• [Exercise 1]
Using the book review, explain why Freud's grandson tosses a spool away and then finds it again.

In Beyond the Pleasure Principle (1920), Sigmund Freud writes of the compulsion to repeat in a number of different circumstances: in the persistent nightmares of shell-shocked First World War veterans, in the habitual fort/da game of his grandson, who tosses a spool away and rediscovers it as a means of representing and mastering his mother’s periodic absences, and in the patterns that emerge in analytic transference. His compact yet suggestive formulation of the relationship between loss, creative play, repetition, and mastery, particularly as encapsulated within the alternation of presence and absence evoked in his grandson’s game, has served as a central reference point for studies of trauma, linking together psychic loss with linguistic expression.

In her debut book, Dorothy Stringer draws upon Freud’s theoretical foundation to begin her discussion of how U.S. modernist literature and photography both inscribe and erase racial and historical trauma in the wake of a past “not even past.” She then returns to Freud in her conclusion to parse out what might be “beyond” trauma studies as it currently stands. Along the way, she engages and intermingles other texts, authors, and theories in a manner that does far more than rehearse familiar theoretical conclusions. Over the course of five brief but dense chapters plus an introduction and conclusion, Stringer traces a rich but somewhat idiosyncratic path through modernist literature and art, examining William Faulkner’s Sanctuary and Requiem for a Nun, Nella Larsen’s Quicksand and Passing, and Carl Van Vechten’s portraiture with and against a wide range of psychoanalytic theory. She explores the intersection between racial and historical trauma and artistic production, and argues that these artists “encoded” their interest in U.S. slavery in “tropes of subjective interiority, particularly depictions of such privileged inner states as madness, religious ecstasy, narcissism, and fetishistic enjoyment” (3). Thus, she works to unpack how these works register trauma “in the spaces left by conventional public discourse” (3).

While Stringer links the primary works she focuses on with contemporaneous psychoanalytic thought (Joan Riviere, Sigmund Freud, Walter Benjamin and Melanie Klein), she also underscores how they anticipate contemporary trauma theory. Her introduction deftly summarizes the rise of trauma studies and the theoretical debates therein, paying special attention to the work of Cathy Caruth, Shoshana Felman, Dori Laub, Dominick La Capra, and Michael Rothberg, before [End Page 945] turning to three landmark works of American literary criticism not usually thought of under the rubric of trauma studies: D.H. Lawrence’s Studies in Classic American Literature (1923), Leslie Fiedler’s Love and Death in the American Novel (1966), and Toni Morrison’s Playing in the Dark (1992). Stringer persuasively draws attention to how these texts situate trauma within a specifically American context, underscore nationally specific problems of historical memory and racial injustice, and are importantly attuned to the way that “trauma can be appropriated, can serve mastery” (16).

• [Task input]
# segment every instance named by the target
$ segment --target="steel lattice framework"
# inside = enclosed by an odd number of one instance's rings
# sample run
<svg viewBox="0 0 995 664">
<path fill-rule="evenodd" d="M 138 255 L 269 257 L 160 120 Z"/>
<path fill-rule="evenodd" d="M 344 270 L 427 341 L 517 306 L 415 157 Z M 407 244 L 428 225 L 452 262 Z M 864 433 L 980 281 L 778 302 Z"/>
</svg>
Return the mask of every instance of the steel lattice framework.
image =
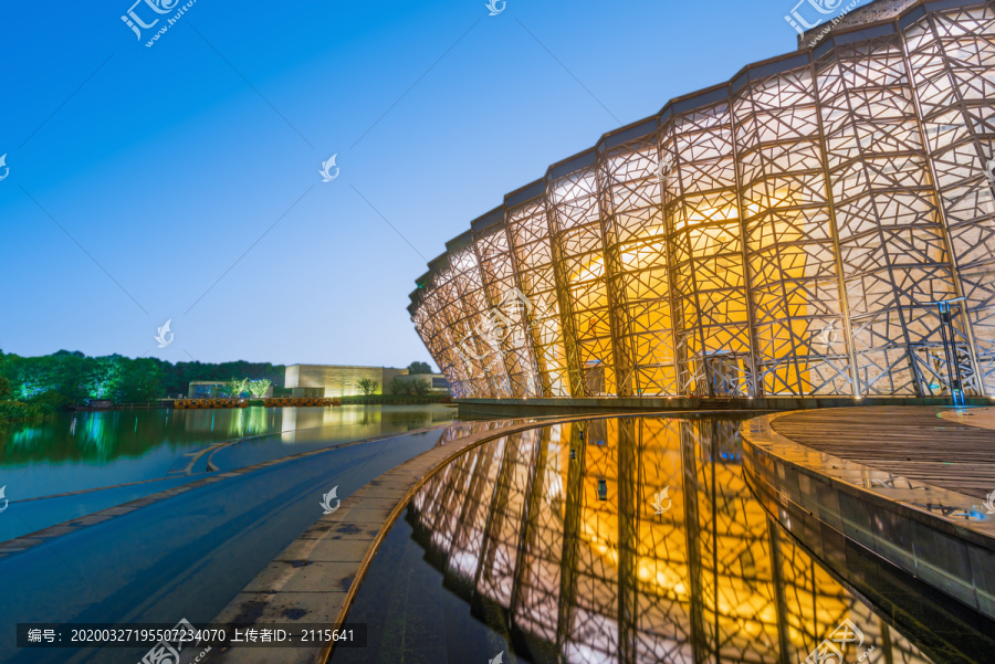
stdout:
<svg viewBox="0 0 995 664">
<path fill-rule="evenodd" d="M 995 397 L 993 99 L 991 2 L 837 30 L 510 193 L 416 329 L 459 397 Z"/>
</svg>

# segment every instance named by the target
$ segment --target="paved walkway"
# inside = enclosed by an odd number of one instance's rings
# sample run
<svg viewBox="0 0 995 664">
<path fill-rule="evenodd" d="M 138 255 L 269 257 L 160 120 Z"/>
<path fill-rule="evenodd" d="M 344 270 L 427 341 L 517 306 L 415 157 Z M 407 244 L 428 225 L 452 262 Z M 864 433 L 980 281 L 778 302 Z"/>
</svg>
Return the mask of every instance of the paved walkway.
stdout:
<svg viewBox="0 0 995 664">
<path fill-rule="evenodd" d="M 808 447 L 976 498 L 995 491 L 995 408 L 806 410 L 772 422 Z"/>
</svg>

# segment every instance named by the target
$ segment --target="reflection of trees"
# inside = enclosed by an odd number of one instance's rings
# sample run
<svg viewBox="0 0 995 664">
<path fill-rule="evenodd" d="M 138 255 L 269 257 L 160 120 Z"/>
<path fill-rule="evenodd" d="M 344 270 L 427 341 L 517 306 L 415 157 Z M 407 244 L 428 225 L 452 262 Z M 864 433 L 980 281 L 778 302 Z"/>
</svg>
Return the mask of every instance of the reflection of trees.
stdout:
<svg viewBox="0 0 995 664">
<path fill-rule="evenodd" d="M 107 462 L 168 445 L 188 447 L 266 430 L 262 408 L 60 413 L 0 434 L 0 465 Z M 276 422 L 279 431 L 279 421 Z"/>
<path fill-rule="evenodd" d="M 447 586 L 535 661 L 787 664 L 850 618 L 882 661 L 928 662 L 779 534 L 739 459 L 732 422 L 555 425 L 461 455 L 411 516 Z"/>
</svg>

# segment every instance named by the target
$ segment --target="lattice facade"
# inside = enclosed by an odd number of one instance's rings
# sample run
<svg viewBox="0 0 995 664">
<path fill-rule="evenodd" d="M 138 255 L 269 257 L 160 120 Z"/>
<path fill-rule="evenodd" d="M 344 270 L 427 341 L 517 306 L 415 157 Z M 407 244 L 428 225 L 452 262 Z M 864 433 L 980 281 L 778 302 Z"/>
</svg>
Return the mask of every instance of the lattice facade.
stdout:
<svg viewBox="0 0 995 664">
<path fill-rule="evenodd" d="M 993 99 L 991 2 L 837 30 L 505 197 L 416 329 L 459 397 L 995 397 Z"/>
</svg>

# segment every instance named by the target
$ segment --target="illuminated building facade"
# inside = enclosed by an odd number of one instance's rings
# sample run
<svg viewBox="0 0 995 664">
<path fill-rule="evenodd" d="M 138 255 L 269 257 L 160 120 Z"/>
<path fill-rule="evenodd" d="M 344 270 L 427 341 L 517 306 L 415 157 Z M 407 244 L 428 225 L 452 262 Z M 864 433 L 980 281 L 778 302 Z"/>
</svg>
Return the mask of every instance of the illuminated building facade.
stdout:
<svg viewBox="0 0 995 664">
<path fill-rule="evenodd" d="M 995 8 L 897 7 L 449 242 L 409 312 L 454 394 L 995 397 Z"/>
</svg>

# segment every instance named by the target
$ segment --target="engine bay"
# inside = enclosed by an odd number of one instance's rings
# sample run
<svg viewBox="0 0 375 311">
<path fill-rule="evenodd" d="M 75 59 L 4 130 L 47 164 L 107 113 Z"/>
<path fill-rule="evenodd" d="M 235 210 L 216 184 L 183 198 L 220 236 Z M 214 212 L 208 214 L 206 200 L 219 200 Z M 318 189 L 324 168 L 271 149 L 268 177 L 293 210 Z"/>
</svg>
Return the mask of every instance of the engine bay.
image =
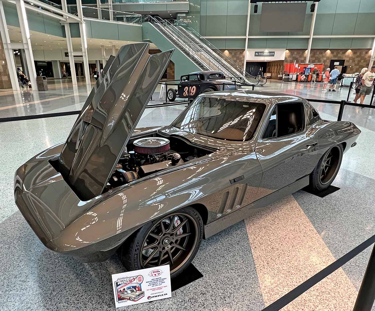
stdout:
<svg viewBox="0 0 375 311">
<path fill-rule="evenodd" d="M 176 137 L 149 136 L 131 140 L 108 181 L 107 190 L 211 153 Z"/>
</svg>

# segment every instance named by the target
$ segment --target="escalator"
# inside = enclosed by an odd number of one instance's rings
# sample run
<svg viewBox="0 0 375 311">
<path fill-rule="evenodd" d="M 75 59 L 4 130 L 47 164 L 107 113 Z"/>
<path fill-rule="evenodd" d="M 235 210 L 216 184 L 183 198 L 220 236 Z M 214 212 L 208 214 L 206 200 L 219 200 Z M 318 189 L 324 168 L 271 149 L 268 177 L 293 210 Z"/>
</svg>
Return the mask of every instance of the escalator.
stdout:
<svg viewBox="0 0 375 311">
<path fill-rule="evenodd" d="M 170 43 L 166 44 L 168 46 L 166 48 L 170 48 L 171 44 L 172 45 L 188 59 L 188 63 L 193 63 L 198 70 L 222 71 L 227 77 L 246 84 L 263 85 L 267 82 L 265 78 L 254 76 L 246 72 L 232 60 L 184 22 L 174 19 L 165 20 L 150 16 L 146 16 L 145 20 L 143 27 L 147 29 L 148 26 L 148 29 L 152 27 L 156 30 L 168 42 L 160 43 Z M 155 36 L 149 39 L 153 42 L 155 39 L 158 40 Z M 161 49 L 162 48 L 159 44 L 154 43 Z M 172 60 L 176 64 L 176 61 L 173 59 Z M 189 72 L 191 72 L 191 70 Z M 181 75 L 189 72 L 185 72 Z"/>
</svg>

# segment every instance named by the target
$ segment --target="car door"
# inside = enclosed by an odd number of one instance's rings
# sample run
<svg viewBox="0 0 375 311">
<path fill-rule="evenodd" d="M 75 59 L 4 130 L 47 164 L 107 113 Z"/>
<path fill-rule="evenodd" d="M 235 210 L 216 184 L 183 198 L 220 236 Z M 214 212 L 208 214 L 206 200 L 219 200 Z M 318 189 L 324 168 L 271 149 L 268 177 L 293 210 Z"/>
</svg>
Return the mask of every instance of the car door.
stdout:
<svg viewBox="0 0 375 311">
<path fill-rule="evenodd" d="M 310 174 L 318 163 L 315 123 L 306 122 L 306 115 L 302 102 L 278 103 L 271 110 L 255 147 L 262 196 Z"/>
<path fill-rule="evenodd" d="M 200 93 L 199 75 L 194 73 L 181 77 L 178 86 L 178 96 L 180 98 L 194 99 Z"/>
</svg>

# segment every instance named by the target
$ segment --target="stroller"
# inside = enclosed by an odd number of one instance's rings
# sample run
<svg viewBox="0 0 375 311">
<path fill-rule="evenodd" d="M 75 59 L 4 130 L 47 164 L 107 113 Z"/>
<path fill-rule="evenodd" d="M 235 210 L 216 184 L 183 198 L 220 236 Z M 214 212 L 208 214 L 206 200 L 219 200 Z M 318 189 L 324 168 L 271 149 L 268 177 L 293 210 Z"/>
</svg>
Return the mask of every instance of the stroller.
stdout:
<svg viewBox="0 0 375 311">
<path fill-rule="evenodd" d="M 21 87 L 23 88 L 23 86 L 26 85 L 26 87 L 31 88 L 31 82 L 29 81 L 28 78 L 26 76 L 23 79 L 20 79 L 21 81 Z"/>
</svg>

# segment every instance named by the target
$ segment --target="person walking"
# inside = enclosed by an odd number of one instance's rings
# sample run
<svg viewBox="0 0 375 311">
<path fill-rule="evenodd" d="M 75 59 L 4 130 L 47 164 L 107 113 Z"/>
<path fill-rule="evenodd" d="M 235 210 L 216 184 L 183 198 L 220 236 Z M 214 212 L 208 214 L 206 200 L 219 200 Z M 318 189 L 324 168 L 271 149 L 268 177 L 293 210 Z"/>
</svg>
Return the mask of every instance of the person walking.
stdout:
<svg viewBox="0 0 375 311">
<path fill-rule="evenodd" d="M 322 91 L 327 91 L 327 84 L 328 84 L 328 82 L 329 82 L 329 77 L 330 76 L 329 74 L 329 72 L 331 69 L 330 68 L 327 68 L 326 70 L 326 72 L 324 72 L 324 76 L 326 76 L 326 78 L 323 79 L 323 83 L 324 84 L 323 85 L 323 90 Z"/>
<path fill-rule="evenodd" d="M 316 69 L 315 69 L 312 71 L 312 76 L 311 77 L 311 82 L 315 82 L 315 78 L 316 76 Z"/>
<path fill-rule="evenodd" d="M 98 71 L 98 69 L 95 68 L 95 70 L 93 72 L 93 76 L 94 76 L 94 78 L 95 78 L 95 79 L 97 81 L 99 78 L 99 72 Z"/>
<path fill-rule="evenodd" d="M 363 76 L 363 75 L 366 73 L 368 68 L 362 68 L 361 70 L 361 73 L 358 75 L 358 76 L 356 79 L 356 81 L 354 82 L 354 88 L 356 91 L 356 97 L 354 98 L 354 102 L 356 104 L 357 101 L 359 99 L 361 96 L 359 94 L 359 91 L 361 89 L 361 87 L 362 86 L 362 78 Z"/>
<path fill-rule="evenodd" d="M 375 65 L 372 66 L 370 71 L 368 71 L 363 75 L 362 80 L 361 80 L 362 85 L 361 86 L 361 89 L 359 90 L 359 95 L 361 96 L 360 103 L 363 103 L 366 95 L 369 95 L 371 94 L 374 79 L 375 79 Z"/>
<path fill-rule="evenodd" d="M 331 91 L 331 87 L 332 87 L 333 90 L 332 92 L 336 92 L 336 90 L 334 89 L 334 87 L 337 83 L 337 77 L 340 74 L 340 70 L 337 69 L 337 66 L 334 66 L 334 69 L 331 72 L 331 76 L 329 78 L 329 89 L 328 91 Z"/>
</svg>

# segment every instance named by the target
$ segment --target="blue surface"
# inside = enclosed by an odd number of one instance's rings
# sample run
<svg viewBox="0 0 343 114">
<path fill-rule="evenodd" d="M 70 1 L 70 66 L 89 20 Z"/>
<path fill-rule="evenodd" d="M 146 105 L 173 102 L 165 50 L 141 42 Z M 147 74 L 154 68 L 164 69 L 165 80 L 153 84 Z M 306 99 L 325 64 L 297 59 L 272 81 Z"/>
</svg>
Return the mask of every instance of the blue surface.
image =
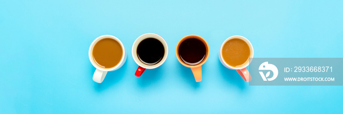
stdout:
<svg viewBox="0 0 343 114">
<path fill-rule="evenodd" d="M 254 57 L 343 57 L 343 1 L 241 1 L 1 0 L 0 114 L 341 114 L 342 86 L 249 86 L 218 55 L 240 35 Z M 148 32 L 169 53 L 137 78 L 131 48 Z M 104 34 L 128 57 L 98 84 L 88 49 Z M 175 54 L 189 34 L 210 46 L 200 83 Z"/>
</svg>

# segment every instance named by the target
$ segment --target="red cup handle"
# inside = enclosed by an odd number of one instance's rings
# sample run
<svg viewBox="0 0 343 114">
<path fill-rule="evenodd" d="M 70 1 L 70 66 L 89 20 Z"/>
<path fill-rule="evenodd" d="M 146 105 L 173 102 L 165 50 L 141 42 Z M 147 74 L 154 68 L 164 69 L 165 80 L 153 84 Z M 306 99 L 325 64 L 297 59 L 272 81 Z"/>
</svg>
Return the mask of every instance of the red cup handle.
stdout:
<svg viewBox="0 0 343 114">
<path fill-rule="evenodd" d="M 245 81 L 245 82 L 249 82 L 251 80 L 251 76 L 250 75 L 250 73 L 249 73 L 249 71 L 246 69 L 246 68 L 236 70 L 237 71 L 241 77 L 242 77 L 242 78 L 243 78 L 243 80 Z"/>
<path fill-rule="evenodd" d="M 145 68 L 141 67 L 141 66 L 138 67 L 137 70 L 136 70 L 136 73 L 135 73 L 135 75 L 137 77 L 141 77 L 141 75 L 143 73 L 144 70 L 146 70 Z"/>
</svg>

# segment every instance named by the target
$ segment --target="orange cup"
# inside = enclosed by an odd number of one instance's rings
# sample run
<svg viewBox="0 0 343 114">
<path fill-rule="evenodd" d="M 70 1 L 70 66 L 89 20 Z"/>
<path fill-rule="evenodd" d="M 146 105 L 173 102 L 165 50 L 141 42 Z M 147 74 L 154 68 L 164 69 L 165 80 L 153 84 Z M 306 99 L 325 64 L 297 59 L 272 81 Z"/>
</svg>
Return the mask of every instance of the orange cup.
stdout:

• [Exercise 2]
Identify every line in the rows above that contains the word "building".

• [Written answer 1]
The child plays this game to represent his mother's periodic absences and to master them.

• [Written answer 2]
$ segment --target="illuminated building facade"
Return the mask of every instance of the illuminated building facade.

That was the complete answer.